■ Aim of the task
Write the next part of the article on how visibility from roads predicts invasive fish in agricultural ponds, starting after its last sentence.

■ Selected excerpt
--------------------------------------------------

Visibility from Roads Predict the Distribution of Invasive Fishes in Agricultural Ponds

Lucy Towers
08 September 2014, at 1:00am

Invasive alien species are widely acknowledged as a major threat to the biodiversity of native species. Controlling species invasion is a priority for conservation of native assemblages, write Toshikazu Kizuka et al, Center for Environmental Biology and Ecosystem Studies, National Institute for Environmental Studies, Japan.

Propagule pressure and habitat characteristics are important factors used to predict the distribution of invasive alien species. For species exhibiting strong propagule pressure because of human-mediated introduction of species, indicators of introduction potential must represent the behavioral characteristics of humans.

This study examined 64 agricultural ponds to assess the visibility of ponds from surrounding roads and its value as a surrogate of propagule pressure to explain the presence and absence of two invasive fish species.

--------------------------------------------------

■ Extracted data
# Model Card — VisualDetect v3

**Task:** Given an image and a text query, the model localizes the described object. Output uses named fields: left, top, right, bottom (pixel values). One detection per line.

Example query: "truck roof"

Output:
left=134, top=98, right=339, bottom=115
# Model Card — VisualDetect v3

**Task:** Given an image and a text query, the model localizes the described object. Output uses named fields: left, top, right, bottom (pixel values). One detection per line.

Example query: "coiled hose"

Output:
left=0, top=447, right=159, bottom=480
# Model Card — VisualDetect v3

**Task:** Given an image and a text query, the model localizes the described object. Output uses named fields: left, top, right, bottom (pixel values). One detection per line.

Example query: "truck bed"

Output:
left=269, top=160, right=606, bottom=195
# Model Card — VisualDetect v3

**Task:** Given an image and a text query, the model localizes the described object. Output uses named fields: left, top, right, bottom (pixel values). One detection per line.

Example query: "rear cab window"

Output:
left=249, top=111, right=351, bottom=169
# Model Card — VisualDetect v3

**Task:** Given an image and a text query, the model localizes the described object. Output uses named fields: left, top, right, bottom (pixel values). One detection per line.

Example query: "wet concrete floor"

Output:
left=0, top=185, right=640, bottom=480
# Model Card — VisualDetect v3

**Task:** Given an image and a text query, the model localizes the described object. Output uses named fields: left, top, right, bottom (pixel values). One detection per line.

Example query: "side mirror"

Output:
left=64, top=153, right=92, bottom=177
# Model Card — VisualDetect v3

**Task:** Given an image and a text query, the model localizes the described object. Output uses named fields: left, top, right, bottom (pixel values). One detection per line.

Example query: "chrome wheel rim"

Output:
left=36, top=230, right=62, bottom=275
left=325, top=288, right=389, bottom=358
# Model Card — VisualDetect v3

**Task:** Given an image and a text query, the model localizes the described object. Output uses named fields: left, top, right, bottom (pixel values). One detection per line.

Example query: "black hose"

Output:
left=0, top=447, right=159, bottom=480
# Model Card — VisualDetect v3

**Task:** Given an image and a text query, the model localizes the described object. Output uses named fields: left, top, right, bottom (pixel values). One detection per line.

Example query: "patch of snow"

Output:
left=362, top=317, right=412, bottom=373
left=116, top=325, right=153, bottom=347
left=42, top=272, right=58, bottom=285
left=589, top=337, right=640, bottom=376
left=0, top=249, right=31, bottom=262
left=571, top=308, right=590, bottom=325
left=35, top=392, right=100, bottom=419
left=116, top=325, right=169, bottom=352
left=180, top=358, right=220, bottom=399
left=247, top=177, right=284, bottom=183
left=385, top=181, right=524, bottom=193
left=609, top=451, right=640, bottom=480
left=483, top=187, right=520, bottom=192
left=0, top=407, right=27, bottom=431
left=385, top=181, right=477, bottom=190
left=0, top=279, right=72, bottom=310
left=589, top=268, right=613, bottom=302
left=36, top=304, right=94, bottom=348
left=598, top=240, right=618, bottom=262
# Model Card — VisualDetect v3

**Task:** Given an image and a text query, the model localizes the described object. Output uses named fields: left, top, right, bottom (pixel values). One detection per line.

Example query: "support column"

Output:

--------------------------------------------------

■ Exercise result
A three-dimensional viewshed analysis using a geographic information system quantified the visual exposure of respective ponds to humans.

Binary classification trees were developed as a function of their visibility from roads, as well as five environmental factors: river density, connectivity with upstream dam reservoirs, pond area, chlorophyll a concentration, and pond drainage.

Traditional indicators of human-mediated introduction (road density and proportion of urban land-use area) were alternatively included for comparison instead of visual exposure.

The presence of Bluegill (Lepomis macrochirus) was predicted by the ponds' higher visibility from roads and pond connection with upstream dam reservoirs. Results suggest that fish stocking into ponds and their dispersal from upstream sources facilitated species establishment.

Largemouth bass (Micropterus salmoides) distribution was constrained by chlorophyll a concentration, suggesting their lower adaptability to various environments than that of Bluegill.

Based on misclassifications from classification trees for Bluegill, pond visual exposure to roads showed greater predictive capability than traditional indicators of human-mediated introduction.

Pond visibility is an effective predictor of invasive species distribution. Its wider use might improve management and mitigate further invasion. The visual exposure of recipient ecosystems to humans is important for many invasive species that spread with frequent instances of human-mediated introduction.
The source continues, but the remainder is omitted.